Ok finally let's get rid of some of the columns and make our dataframe a more manageable size

To do this we need a list of column names again


In [28]:
df2.columns

Index(['ECRef', 'RegulatedEntityName', 'RegulatedEntityType', 'AcceptedDate',
       'AccountingUnitName', 'DonorName', 'AccountingUnitsAsCentralParty',
       'IsSponsorship', 'DonorStatus', 'RegulatedDoneeType',
       'CompanyRegistrationNumber', 'Postcode', 'DonationType',
       'NatureOfDonation', 'PurposeOfVisit', 'DonationAction', 'ReceivedDate',
       'ReportedDate', 'IsReportedPrePoll', 'ReportingPeriodName', 'IsBequest',
       'IsAggregation', 'RegulatedEntityId', 'AccountingUnitId', 'DonorId',
       'CampaigningName', 'RegisterName', 'IsIrishSource', 'Value',
       'DonorName_clean', 'YEAR', 'MONTH'],
      dtype='object')

Alright let's figure what we need and shrink the dataframe

`df2 = df2[['RegulatedEntityName', 'AcceptedDate', 'DonorName_clean', 'DonorStatus', 'YEAR', 'Value', 'RegulatedEntityType', 'DonorId', 'CampaigningName']]`

In [29]:
df2 = df2[['RegulatedEntityName', 'AcceptedDate', 'DonorName_clean', 'DonorStatus', 'YEAR', 'Value', 'RegulatedEntityType', 'DonorId', 'CampaigningName']]


In [30]:
df2.head()

Data —

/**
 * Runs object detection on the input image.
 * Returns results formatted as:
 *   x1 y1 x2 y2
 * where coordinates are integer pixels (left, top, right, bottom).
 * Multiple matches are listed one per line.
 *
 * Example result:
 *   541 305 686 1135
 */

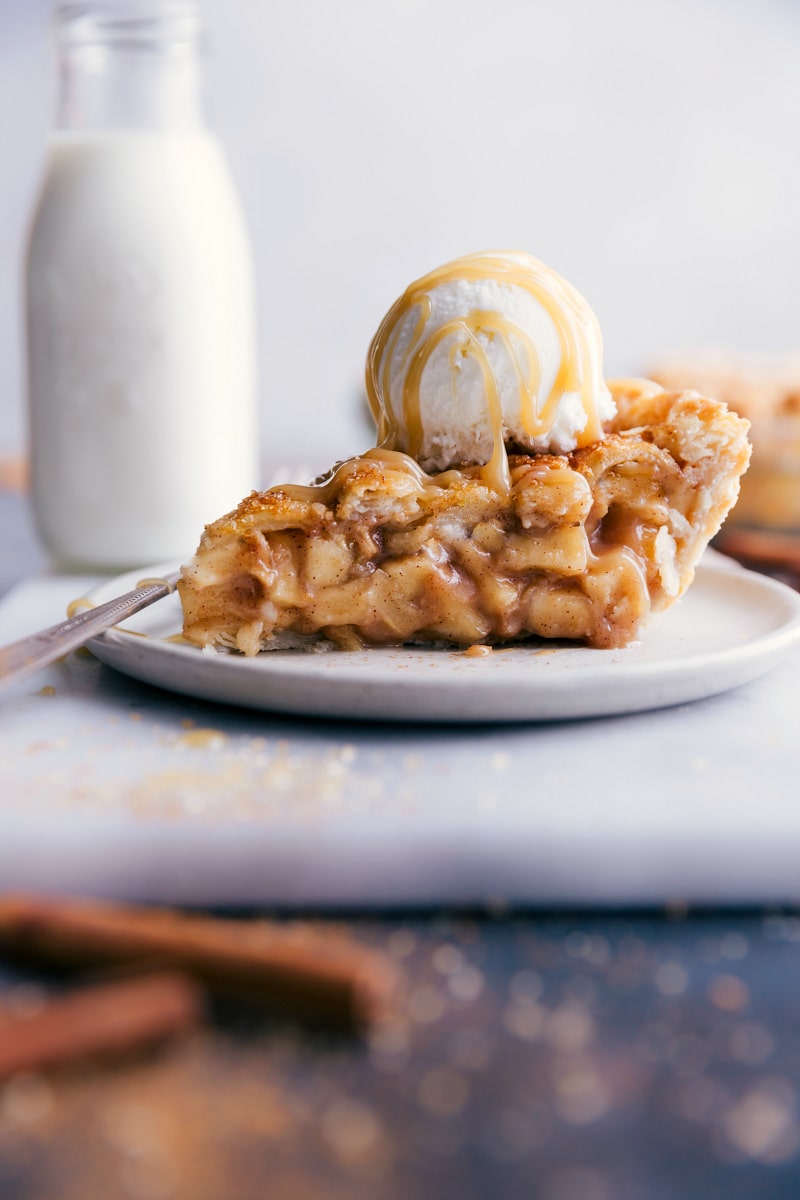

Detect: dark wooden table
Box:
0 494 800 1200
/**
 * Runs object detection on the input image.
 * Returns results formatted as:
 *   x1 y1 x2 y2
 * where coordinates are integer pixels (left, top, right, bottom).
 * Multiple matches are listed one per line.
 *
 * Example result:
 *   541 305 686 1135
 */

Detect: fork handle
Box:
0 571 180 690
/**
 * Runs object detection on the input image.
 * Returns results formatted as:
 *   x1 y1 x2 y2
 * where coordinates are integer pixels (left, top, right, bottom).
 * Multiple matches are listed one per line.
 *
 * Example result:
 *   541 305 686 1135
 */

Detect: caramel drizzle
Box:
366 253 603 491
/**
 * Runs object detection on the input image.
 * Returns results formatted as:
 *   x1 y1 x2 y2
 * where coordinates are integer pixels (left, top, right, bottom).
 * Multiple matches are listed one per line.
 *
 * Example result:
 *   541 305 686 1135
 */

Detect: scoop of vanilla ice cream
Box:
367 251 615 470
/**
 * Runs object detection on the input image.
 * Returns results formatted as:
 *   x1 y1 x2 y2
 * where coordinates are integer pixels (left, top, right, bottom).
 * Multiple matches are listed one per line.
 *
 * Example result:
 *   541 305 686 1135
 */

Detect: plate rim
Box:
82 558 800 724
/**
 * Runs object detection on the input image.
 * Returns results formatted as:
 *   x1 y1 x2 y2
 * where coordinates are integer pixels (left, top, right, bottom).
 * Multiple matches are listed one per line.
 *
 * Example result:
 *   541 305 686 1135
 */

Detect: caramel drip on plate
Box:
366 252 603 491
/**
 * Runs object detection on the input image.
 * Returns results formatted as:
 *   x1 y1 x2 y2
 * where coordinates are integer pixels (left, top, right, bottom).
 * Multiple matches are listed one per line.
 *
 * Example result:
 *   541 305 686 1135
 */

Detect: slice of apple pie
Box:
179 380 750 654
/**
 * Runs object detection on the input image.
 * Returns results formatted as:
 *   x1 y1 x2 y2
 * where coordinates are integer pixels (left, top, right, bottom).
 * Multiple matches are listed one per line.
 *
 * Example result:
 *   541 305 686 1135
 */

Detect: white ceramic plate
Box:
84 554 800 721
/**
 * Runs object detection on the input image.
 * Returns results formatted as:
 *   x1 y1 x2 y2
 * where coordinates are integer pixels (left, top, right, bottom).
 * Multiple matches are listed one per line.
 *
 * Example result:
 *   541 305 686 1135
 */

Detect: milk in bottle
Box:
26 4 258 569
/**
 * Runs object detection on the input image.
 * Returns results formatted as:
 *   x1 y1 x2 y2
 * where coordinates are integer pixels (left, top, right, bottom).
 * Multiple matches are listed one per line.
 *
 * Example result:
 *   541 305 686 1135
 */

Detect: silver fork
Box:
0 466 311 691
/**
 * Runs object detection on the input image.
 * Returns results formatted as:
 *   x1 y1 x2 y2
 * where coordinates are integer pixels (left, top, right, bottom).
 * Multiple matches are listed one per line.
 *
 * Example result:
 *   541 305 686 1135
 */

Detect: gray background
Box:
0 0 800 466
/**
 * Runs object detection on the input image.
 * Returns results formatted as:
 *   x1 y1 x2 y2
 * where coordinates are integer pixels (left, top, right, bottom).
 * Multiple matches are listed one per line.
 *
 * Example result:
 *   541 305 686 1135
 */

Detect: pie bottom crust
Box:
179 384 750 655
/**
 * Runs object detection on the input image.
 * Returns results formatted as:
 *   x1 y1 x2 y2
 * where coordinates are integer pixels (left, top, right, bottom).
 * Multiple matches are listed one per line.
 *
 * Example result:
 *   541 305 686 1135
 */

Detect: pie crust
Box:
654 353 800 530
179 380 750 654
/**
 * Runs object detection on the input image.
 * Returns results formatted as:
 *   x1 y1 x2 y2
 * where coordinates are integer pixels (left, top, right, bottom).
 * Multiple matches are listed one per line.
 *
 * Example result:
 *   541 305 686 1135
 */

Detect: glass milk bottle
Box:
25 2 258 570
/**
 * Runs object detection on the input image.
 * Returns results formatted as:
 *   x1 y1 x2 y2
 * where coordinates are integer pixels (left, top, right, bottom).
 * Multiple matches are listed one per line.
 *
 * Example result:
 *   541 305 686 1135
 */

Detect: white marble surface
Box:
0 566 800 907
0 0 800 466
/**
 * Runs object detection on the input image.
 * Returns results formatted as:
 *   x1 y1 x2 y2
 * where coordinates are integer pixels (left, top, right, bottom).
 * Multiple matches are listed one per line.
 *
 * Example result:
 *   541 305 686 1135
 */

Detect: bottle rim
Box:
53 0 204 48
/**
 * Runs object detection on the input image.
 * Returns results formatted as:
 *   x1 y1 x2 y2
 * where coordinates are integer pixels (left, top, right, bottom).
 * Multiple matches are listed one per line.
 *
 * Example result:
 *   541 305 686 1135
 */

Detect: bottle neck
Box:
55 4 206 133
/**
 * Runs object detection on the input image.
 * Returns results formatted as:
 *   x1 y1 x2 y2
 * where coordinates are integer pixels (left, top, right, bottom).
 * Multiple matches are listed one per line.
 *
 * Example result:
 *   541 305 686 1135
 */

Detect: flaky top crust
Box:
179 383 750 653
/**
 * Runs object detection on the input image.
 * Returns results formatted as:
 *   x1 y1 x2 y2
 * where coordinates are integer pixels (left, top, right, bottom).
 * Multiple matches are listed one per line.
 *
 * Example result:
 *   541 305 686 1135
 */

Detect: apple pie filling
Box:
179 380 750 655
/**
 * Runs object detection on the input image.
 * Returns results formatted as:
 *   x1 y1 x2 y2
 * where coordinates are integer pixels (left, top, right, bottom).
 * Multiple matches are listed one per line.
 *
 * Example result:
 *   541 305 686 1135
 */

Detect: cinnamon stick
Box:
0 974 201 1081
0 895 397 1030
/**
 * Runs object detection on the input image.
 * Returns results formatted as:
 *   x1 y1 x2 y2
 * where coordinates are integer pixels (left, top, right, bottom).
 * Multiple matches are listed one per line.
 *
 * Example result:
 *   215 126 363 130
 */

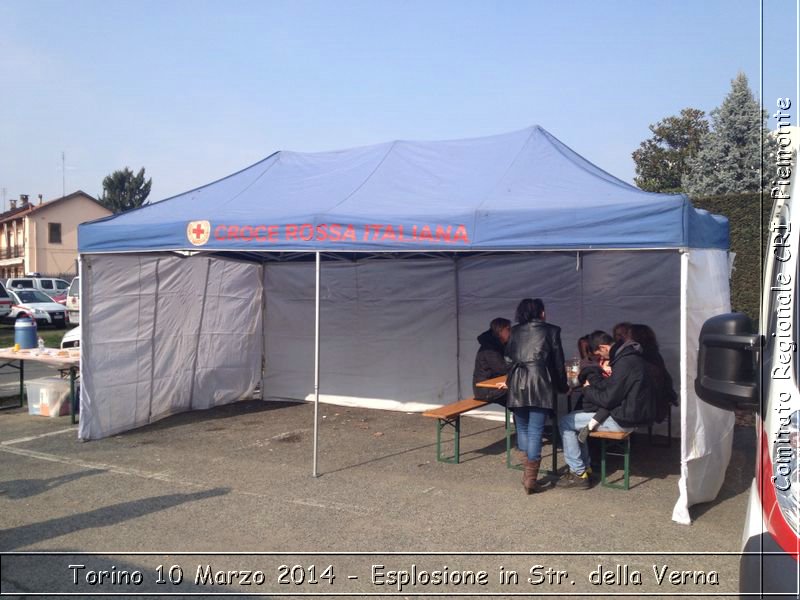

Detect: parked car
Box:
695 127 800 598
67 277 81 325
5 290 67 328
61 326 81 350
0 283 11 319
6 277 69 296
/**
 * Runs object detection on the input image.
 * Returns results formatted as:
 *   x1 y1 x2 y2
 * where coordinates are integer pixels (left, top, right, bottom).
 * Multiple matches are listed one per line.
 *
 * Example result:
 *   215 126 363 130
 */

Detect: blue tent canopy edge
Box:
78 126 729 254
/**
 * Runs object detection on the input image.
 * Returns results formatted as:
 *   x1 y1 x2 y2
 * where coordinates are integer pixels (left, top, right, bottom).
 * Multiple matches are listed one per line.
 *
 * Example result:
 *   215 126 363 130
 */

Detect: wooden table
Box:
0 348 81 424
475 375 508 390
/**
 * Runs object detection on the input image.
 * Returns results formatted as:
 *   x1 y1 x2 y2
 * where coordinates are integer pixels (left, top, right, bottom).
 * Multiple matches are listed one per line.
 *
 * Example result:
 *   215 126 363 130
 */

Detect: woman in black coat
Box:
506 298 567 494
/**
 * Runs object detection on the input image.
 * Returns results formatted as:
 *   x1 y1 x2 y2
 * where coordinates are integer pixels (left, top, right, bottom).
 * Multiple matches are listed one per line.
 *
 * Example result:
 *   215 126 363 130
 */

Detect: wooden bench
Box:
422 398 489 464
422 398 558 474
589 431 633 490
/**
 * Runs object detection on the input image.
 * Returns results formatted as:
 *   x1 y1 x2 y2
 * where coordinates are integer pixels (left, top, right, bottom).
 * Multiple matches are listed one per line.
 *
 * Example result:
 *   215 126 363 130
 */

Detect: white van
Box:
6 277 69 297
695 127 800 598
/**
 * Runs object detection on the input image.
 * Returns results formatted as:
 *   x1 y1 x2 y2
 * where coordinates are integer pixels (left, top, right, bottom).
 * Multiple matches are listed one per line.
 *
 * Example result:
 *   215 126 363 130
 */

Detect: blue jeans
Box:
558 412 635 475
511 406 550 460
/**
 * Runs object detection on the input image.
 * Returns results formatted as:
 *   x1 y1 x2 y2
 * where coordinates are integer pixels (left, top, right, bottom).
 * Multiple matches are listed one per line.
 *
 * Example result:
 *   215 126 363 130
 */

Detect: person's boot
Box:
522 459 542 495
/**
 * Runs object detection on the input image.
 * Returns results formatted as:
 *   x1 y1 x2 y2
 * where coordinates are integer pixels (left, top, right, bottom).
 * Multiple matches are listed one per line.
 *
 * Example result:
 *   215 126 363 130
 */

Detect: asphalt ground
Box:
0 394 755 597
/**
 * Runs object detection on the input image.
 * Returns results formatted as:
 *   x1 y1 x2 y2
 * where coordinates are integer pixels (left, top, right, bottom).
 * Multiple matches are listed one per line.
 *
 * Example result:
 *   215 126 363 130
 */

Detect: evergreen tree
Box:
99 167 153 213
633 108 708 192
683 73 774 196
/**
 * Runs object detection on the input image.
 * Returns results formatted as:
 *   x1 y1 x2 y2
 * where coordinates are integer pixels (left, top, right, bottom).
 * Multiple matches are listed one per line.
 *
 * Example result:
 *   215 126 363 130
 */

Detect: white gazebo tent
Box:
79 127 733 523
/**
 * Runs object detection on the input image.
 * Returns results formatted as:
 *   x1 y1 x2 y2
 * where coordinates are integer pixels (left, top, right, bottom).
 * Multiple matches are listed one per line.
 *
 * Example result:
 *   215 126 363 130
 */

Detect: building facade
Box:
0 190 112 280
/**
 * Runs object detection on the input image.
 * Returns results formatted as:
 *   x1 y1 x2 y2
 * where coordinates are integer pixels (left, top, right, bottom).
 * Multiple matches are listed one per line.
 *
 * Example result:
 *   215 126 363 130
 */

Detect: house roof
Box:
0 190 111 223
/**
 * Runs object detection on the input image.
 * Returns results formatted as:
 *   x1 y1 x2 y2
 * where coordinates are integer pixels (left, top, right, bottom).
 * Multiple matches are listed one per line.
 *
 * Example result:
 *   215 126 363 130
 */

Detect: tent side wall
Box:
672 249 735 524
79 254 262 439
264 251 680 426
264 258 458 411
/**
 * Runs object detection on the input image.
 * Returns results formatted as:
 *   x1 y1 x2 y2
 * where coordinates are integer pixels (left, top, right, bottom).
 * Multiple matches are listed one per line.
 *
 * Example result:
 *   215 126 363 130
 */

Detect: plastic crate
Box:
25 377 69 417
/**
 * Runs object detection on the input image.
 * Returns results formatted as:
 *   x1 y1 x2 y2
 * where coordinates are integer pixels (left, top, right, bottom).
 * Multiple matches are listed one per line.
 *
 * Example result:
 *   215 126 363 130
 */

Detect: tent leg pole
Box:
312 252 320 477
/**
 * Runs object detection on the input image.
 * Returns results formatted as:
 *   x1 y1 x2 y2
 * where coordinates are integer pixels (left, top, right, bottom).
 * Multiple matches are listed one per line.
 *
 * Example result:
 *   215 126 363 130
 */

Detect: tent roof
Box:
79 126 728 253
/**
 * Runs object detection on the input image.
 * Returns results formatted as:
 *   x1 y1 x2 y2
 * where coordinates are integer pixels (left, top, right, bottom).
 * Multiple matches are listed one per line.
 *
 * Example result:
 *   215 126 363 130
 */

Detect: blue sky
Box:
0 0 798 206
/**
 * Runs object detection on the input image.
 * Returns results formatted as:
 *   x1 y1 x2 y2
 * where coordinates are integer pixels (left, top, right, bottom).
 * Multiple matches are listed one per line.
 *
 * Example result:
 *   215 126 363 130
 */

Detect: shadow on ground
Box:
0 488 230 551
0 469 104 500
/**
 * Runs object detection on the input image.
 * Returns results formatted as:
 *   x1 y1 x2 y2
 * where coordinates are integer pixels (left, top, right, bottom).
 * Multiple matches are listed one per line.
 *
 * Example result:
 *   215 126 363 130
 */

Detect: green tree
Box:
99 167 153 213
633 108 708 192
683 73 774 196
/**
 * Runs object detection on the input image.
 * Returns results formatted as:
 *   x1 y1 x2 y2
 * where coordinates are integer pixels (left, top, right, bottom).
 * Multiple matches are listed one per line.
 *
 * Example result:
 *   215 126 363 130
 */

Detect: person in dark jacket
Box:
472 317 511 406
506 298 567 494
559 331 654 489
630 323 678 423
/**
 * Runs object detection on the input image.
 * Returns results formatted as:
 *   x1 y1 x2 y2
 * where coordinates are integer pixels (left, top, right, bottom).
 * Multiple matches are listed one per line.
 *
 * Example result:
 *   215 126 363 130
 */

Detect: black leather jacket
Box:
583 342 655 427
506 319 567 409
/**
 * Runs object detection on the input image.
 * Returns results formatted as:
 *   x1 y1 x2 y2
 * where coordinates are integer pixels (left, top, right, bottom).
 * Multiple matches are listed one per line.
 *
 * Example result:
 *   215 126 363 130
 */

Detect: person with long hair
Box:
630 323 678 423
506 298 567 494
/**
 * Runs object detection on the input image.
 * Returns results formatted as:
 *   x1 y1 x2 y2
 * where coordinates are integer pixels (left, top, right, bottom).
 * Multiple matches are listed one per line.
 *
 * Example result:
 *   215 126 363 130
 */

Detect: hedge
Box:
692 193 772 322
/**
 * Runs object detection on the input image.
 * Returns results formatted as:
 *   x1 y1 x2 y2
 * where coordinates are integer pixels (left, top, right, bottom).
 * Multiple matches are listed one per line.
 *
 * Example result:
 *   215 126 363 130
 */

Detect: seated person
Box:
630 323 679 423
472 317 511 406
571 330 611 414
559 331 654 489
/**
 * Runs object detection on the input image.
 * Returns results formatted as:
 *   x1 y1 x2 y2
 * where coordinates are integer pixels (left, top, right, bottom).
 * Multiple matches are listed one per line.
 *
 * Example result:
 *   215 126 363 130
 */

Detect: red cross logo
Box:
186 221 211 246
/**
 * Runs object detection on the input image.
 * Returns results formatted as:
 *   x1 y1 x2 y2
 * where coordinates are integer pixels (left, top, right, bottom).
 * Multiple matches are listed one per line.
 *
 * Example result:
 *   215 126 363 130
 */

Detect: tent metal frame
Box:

Problem to solve —
Continue the dataframe walkthrough from the point where it stops. The records come from a different source than the dataframe walkthrough.

Task answer —
Unnamed: 0,RegulatedEntityName,AcceptedDate,DonorName_clean,DonorStatus,YEAR,Value,RegulatedEntityType,DonorId,CampaigningName
0,Vote Leave Limited,17/06/2106,Anthony Clake,Individual,2106,40000.0,Permitted Participant,77235,
1,Plaid Cymru - The Party of Wales,19/12/2018,Mr Alun Ffred Jones,Individual,2018,20000.0,Political Party,83318,
2,Conservative Middle East Council,06/06/2018,Rosemary Said,Individual,2018,50000.0,Regulated Donee,68108,
3,Bob Stewart MP,29/05/2018,Government of Kazakhstan,Other,2018,2792.0,Regulated Donee,76273,
4,Stephen Kinnock MP,17/05/2018,Community Union,Trade Union,2018,7000.0,Regulated Donee,74244,


## Saving our data

Ok finally let's save our clean for the next class

`df2.to_csv('clean_data.csv', encoding='utf8')`

In [31]:
df2.to_csv('clean_data.csv', encoding='utf8')